Directive ▸
Copy the lines from the one with "Looking for: stucco wall" through the end of the rows, swapping every "Looking for" for "Target" and leaving everything else as it is.

::::::

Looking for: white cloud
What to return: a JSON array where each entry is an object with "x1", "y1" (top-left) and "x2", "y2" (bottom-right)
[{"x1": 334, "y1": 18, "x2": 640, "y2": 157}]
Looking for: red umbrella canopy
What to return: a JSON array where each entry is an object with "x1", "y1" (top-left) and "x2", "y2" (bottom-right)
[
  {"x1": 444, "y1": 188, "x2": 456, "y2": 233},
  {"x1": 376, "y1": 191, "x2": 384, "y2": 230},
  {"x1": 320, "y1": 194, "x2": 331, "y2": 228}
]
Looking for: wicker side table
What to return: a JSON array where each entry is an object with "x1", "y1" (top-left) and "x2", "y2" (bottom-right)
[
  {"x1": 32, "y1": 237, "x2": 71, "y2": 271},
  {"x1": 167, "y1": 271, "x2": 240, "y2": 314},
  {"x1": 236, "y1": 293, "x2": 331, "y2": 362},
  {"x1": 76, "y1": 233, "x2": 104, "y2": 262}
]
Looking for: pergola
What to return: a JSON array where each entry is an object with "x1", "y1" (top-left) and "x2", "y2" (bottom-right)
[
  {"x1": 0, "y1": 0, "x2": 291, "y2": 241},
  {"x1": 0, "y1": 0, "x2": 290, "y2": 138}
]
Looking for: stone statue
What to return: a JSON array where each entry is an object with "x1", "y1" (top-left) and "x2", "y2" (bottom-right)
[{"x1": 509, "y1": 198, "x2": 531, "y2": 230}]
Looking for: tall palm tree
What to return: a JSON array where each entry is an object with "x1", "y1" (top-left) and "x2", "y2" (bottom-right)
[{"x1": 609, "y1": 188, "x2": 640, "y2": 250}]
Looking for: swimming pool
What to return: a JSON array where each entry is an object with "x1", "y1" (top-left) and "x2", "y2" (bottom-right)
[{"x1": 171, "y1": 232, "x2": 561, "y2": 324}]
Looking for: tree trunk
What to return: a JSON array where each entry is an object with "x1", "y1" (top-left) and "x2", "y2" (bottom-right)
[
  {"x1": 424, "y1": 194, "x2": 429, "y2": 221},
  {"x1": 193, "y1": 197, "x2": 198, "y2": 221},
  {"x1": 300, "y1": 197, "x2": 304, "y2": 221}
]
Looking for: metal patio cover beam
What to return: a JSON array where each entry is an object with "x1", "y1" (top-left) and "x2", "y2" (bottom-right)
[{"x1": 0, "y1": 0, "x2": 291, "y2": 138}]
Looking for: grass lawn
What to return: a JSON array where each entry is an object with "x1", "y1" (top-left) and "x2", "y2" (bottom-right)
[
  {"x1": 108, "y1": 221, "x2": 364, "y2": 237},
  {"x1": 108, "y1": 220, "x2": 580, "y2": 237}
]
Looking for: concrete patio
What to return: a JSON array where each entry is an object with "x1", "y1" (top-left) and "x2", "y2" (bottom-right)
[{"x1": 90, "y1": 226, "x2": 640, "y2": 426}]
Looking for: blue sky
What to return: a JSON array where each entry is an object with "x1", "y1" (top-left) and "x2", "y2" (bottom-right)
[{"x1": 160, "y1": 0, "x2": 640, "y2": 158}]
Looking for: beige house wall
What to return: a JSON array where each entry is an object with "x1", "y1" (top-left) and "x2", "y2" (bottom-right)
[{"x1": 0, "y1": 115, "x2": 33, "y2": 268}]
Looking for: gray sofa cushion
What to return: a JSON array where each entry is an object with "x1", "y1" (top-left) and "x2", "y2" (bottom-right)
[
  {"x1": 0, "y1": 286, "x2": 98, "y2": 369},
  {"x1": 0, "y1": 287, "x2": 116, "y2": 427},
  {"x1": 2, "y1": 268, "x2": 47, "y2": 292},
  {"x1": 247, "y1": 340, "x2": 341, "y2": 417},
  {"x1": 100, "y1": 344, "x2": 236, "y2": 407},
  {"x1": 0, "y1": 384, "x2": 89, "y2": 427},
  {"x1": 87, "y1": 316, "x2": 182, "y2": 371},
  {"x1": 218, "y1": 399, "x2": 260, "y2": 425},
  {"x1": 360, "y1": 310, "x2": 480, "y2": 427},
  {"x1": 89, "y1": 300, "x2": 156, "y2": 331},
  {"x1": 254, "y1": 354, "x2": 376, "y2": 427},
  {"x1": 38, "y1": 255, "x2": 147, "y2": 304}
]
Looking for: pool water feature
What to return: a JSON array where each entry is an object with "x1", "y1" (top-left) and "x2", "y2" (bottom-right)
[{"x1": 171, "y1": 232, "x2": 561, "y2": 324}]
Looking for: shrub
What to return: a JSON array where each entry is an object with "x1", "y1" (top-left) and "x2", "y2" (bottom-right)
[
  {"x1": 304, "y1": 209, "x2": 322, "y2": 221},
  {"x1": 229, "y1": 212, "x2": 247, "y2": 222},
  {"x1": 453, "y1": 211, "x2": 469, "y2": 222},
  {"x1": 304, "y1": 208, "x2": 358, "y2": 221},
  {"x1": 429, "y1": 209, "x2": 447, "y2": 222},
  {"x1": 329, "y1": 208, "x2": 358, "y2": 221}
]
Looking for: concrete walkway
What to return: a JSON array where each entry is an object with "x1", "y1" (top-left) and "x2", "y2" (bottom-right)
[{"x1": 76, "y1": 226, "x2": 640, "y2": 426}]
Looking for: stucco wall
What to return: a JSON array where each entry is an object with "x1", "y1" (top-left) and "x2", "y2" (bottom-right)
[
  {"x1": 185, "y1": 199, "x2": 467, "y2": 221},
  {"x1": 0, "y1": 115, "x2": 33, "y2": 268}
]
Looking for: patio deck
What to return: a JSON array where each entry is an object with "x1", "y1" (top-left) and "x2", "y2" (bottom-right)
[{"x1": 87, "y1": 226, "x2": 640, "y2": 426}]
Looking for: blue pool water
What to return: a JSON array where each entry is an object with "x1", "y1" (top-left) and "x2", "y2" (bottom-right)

::::::

Finished task ▸
Target: stucco wall
What to return: a JSON array where each entry is an object with "x1", "y1" (top-left) and "x2", "y2" (bottom-right)
[
  {"x1": 185, "y1": 199, "x2": 467, "y2": 221},
  {"x1": 0, "y1": 115, "x2": 33, "y2": 268}
]
Target: patio deck
What to return: a JSON array where each entry is an object with "x1", "y1" (top-left) and "x2", "y2" (bottom-right)
[{"x1": 87, "y1": 226, "x2": 640, "y2": 426}]
Target: blue pool water
What to return: a JSON array where each entry is an object with "x1", "y1" (top-left) and "x2", "y2" (bottom-right)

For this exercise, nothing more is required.